### Records from a collection
-- start --

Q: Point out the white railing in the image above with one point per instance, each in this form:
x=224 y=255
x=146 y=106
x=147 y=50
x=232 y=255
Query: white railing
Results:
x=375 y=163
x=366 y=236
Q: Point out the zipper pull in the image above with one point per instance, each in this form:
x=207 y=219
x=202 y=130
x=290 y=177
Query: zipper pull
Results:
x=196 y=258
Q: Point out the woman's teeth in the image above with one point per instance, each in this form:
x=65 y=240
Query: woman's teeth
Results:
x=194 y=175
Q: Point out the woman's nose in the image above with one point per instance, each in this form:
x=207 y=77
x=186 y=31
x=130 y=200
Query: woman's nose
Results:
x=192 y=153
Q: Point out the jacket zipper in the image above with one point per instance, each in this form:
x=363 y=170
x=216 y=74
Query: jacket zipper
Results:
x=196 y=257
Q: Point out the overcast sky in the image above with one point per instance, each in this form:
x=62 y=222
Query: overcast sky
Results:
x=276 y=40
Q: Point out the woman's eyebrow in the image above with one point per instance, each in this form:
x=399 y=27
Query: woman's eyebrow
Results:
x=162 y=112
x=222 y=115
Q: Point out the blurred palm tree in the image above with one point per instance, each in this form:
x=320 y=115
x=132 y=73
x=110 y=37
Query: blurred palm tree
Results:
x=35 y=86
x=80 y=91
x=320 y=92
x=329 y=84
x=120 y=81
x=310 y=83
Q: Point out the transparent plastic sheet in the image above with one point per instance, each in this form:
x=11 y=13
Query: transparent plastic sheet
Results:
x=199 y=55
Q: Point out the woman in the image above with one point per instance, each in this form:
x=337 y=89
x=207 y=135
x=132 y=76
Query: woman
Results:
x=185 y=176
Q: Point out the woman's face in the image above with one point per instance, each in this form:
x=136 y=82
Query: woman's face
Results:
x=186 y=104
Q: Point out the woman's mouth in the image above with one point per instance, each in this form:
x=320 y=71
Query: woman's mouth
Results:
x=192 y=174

-- end --

### TASK BRIEF
Return every row above without changing a single character.

### FULL OUTPUT
Q: Point out the white railing in the image above with one point per instance, each in this form:
x=224 y=255
x=146 y=106
x=147 y=50
x=232 y=255
Query: white railing
Results:
x=375 y=163
x=366 y=236
Q: Point out the zipper pull in the image above with one point per instance, each in this form:
x=207 y=219
x=202 y=130
x=290 y=177
Query: zipper pull
Results:
x=196 y=258
Q: Point out the woman's teeth in the image above with one point per instance, each in this form:
x=65 y=240
Query: woman's teeth
Results:
x=194 y=175
Q: Point out the woman's nose in the image above with one point per instance, each in this form:
x=207 y=77
x=186 y=31
x=130 y=200
Query: woman's nose
Results:
x=192 y=153
Q: Point out the jacket zipper in the image above with one point per instance, each in this form:
x=363 y=170
x=216 y=74
Query: jacket zipper
Results:
x=196 y=257
Q: Point out the overcast sky in the image above with one point per instance, each in this form:
x=62 y=222
Query: overcast sky
Results:
x=276 y=40
Q: Point out the woman's eyebrow in the image above with one point per instance, each in this form:
x=399 y=27
Query: woman's eyebrow
Results:
x=162 y=112
x=222 y=115
Q: Point out the blurred palm tree in the image above with one point per instance, each in this form:
x=320 y=115
x=132 y=73
x=110 y=37
Query: blurred palm tree
Results:
x=35 y=86
x=80 y=91
x=320 y=92
x=329 y=84
x=120 y=81
x=310 y=83
Q: Point out the transparent plastic sheet in the image above with one point per instance, each in this form:
x=11 y=13
Query: transparent plastic sheet
Results:
x=199 y=55
Q: Point out the woman in the image above with one point per instance, each in this form:
x=337 y=89
x=207 y=135
x=132 y=76
Query: woman
Results:
x=185 y=176
Q: Point out the woman's face in the image above with one point per instance, each in this form:
x=136 y=82
Query: woman's face
Results:
x=186 y=104
Q: Point out the woman's mouth in the image above with one point per instance, each in this form:
x=320 y=71
Query: woman's mouth
Results:
x=192 y=174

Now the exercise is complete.